## TASK DESCRIPTION
Each line of the data must be reproduced as it appears.

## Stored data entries

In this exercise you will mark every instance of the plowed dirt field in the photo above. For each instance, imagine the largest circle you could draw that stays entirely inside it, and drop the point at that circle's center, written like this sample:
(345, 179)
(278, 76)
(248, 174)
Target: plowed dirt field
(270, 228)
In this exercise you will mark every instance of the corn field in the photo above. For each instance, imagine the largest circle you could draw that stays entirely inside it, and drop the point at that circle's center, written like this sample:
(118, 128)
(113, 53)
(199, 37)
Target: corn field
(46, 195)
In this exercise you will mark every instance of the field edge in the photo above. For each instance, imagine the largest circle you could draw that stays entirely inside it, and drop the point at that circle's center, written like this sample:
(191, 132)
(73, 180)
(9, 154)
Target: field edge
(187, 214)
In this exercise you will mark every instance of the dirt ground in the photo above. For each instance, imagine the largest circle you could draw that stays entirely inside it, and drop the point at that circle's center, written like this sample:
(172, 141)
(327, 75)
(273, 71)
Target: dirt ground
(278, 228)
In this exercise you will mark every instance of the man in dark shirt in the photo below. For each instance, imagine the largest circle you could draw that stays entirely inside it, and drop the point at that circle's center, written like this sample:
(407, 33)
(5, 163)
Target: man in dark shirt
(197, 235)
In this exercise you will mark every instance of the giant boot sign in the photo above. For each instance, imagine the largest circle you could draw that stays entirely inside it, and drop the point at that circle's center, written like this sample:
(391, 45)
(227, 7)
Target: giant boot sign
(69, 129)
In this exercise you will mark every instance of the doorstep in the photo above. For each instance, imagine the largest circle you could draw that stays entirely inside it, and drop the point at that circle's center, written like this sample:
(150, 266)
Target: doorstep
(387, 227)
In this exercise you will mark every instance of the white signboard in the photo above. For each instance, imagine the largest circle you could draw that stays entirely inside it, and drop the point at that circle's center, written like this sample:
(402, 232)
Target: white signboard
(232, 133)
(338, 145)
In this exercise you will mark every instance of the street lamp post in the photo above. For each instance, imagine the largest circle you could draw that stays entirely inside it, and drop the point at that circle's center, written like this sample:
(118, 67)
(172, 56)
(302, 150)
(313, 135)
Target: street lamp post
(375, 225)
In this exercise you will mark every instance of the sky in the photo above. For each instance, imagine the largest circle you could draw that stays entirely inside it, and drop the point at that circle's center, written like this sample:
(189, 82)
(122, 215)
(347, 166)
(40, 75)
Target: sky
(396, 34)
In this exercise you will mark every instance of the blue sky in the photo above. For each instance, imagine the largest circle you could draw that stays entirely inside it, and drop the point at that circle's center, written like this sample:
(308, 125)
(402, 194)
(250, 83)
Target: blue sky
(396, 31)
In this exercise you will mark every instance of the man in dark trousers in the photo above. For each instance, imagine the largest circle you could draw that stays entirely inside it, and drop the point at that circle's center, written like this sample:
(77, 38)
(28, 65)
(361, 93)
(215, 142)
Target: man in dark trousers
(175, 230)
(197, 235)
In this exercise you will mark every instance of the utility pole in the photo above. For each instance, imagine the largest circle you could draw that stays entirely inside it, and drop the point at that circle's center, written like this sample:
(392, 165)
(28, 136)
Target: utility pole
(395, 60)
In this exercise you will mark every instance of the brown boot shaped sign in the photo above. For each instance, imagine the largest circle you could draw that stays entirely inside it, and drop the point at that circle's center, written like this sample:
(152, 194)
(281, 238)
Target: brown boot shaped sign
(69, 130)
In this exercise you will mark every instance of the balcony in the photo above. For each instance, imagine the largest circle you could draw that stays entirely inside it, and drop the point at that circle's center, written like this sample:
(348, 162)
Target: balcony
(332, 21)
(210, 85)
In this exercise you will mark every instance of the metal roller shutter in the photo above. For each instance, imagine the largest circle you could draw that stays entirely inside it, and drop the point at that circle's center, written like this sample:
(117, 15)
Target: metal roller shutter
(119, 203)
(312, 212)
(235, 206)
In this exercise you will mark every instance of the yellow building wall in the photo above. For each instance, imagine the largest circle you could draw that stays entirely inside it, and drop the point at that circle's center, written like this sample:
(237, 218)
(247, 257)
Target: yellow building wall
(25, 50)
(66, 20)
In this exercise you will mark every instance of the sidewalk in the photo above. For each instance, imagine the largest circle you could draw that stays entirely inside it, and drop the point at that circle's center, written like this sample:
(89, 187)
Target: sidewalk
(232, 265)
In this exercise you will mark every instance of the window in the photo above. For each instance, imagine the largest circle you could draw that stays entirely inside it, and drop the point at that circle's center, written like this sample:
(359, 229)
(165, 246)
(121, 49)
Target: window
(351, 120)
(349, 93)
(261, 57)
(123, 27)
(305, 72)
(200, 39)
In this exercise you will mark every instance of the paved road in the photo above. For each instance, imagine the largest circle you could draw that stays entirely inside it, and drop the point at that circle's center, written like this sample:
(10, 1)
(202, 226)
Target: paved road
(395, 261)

## ANSWER BOX
In this exercise you will mark every instance of the plowed dirt field in the photo above. For each instance, imagine the largest circle you could draw that stays entirely inside it, and drop the point at that circle's center, written like this sample:
(345, 179)
(278, 76)
(248, 174)
Target: plowed dirt field
(270, 228)
In this exercise you will mark every instance of the corn field in the photo above. For each instance, imagine the largest circle you could draw that stays entirely inside it, and drop the point at that circle's center, written like this sample:
(118, 128)
(113, 53)
(199, 37)
Target: corn field
(46, 195)
In this exercise you will mark every instance of the field edge in the photo above. For each instance, imagine the largest circle you could draw that stays entirely inside it, and drop the point at that circle's center, written like this sample:
(191, 132)
(73, 180)
(9, 154)
Target: field edge
(187, 214)
In this exercise you will mark every instance of the dirt ground in the photo above. For each instance, imagine the largest circle you could draw that stays entirely inside it, and drop the point at that circle's center, written like this sample:
(172, 141)
(327, 75)
(273, 71)
Target: dirt ground
(278, 228)
In this exercise you will mark every instance of the man in dark shirt in the photo below. For each instance, imagine the largest circle you could draw that stays entirely inside it, and drop the point at that circle's center, written like this sample:
(407, 33)
(5, 163)
Target: man in dark shirt
(197, 235)
In this exercise you will mark every instance of the giant boot sign in the photo above. For each instance, imagine the largest circle you could draw that stays entirely inside it, and drop the point at that circle's center, written like this sample:
(391, 45)
(227, 7)
Target: giant boot sign
(69, 129)
In this exercise you will mark every instance of the doorstep in the photo above. For each instance, imagine the largest circle you could draw that stays entirely inside it, and drop the point at that circle's center, written like this sample:
(150, 266)
Target: doorstep
(387, 227)
In this exercise you will mark every instance of the white signboard in the photo above. For each instance, imagine the largest circle you could draw that stays entirely inside it, and drop the point at that circle's center, written like this sample:
(402, 232)
Target: white signboard
(232, 133)
(338, 145)
In this exercise you will mark every instance of the street lamp post in the photo above. For each instance, imagine the largest circle you could draw that stays entirely inside it, and drop the point at that circle's center, written like this sample:
(118, 67)
(172, 56)
(302, 150)
(313, 135)
Target: street lamp post
(375, 225)
In this exercise you will mark every instance of the sky in the photo above. For each instance, imagine the largest circle you could draw that stays entirely inside it, and drop the point at that circle's center, written like this sample:
(189, 82)
(122, 215)
(347, 166)
(40, 75)
Target: sky
(396, 34)
In this exercise you will mark every instance of the blue sky in the photo above. For each instance, imagine the largest circle you could draw that stays entirely inside it, and drop the point at that circle's center, written like this sample:
(308, 125)
(402, 194)
(250, 83)
Target: blue sky
(396, 31)
In this exercise you will mark every instance of the man in dark trousers in the photo above. For each instance, imagine the largest circle you could draw that stays entirely inside it, and drop the point at that circle's center, written like this sample:
(77, 38)
(28, 65)
(361, 93)
(215, 142)
Target: man in dark trousers
(175, 230)
(197, 235)
In this exercise you will mark every instance of the utility pole in the photo above. For each instance, imagine the largest circle you could draw that stays entirely inside it, and drop the point at that circle's center, written like this sample:
(392, 165)
(28, 136)
Target: utility pole
(395, 60)
In this exercise you will mark every instance of the brown boot shaped sign in the photo above. For each instance, imagine the largest circle you could draw that stays entirely inside it, and drop the point at that circle's center, written like this sample:
(152, 194)
(281, 238)
Target: brown boot shaped sign
(69, 130)
In this exercise you will mark every instance of the balcony in the photo above. For each instance, imagine the largest circle you could draw that stays entirely inside it, and drop the point at that circle's center, written like this sample:
(348, 162)
Target: balcony
(332, 21)
(210, 85)
In this exercise you will mark every instance of the metal roller shutter in the photo above. For each instance, imagine the largest circle you could draw that stays entirely inside it, and drop the point at that circle's center, written like this sample:
(117, 15)
Target: metal roller shutter
(119, 203)
(312, 212)
(235, 206)
In this exercise you will mark every instance of the yellow building wall in the photo above. For each instance, imagine the largest circle you could draw that stays entirely inside it, and drop the point at that circle's center, written like this sample:
(237, 218)
(247, 257)
Target: yellow building wall
(25, 50)
(66, 20)
In this exercise you will mark every instance of the sidewalk in the photo above. For each instance, imagine the largest circle you could draw that stays entirely inside it, and drop the point at that circle's center, written like this sample:
(89, 187)
Target: sidewalk
(232, 265)
In this exercise you will mark every instance of the window in the photo above. For each instance, imagine the largest circle you could draw that stays entirely inside it, and drop the point at that circle's center, written like this sample:
(359, 229)
(165, 246)
(121, 49)
Target: window
(351, 120)
(349, 93)
(261, 57)
(123, 27)
(305, 72)
(200, 39)
In this exercise you will mark every instance of the paved road in the photo above. For each instance, imagine the largest circle you could draw that stays entirely inside it, and drop the point at that circle's center, written like this sample:
(10, 1)
(202, 226)
Target: paved road
(395, 261)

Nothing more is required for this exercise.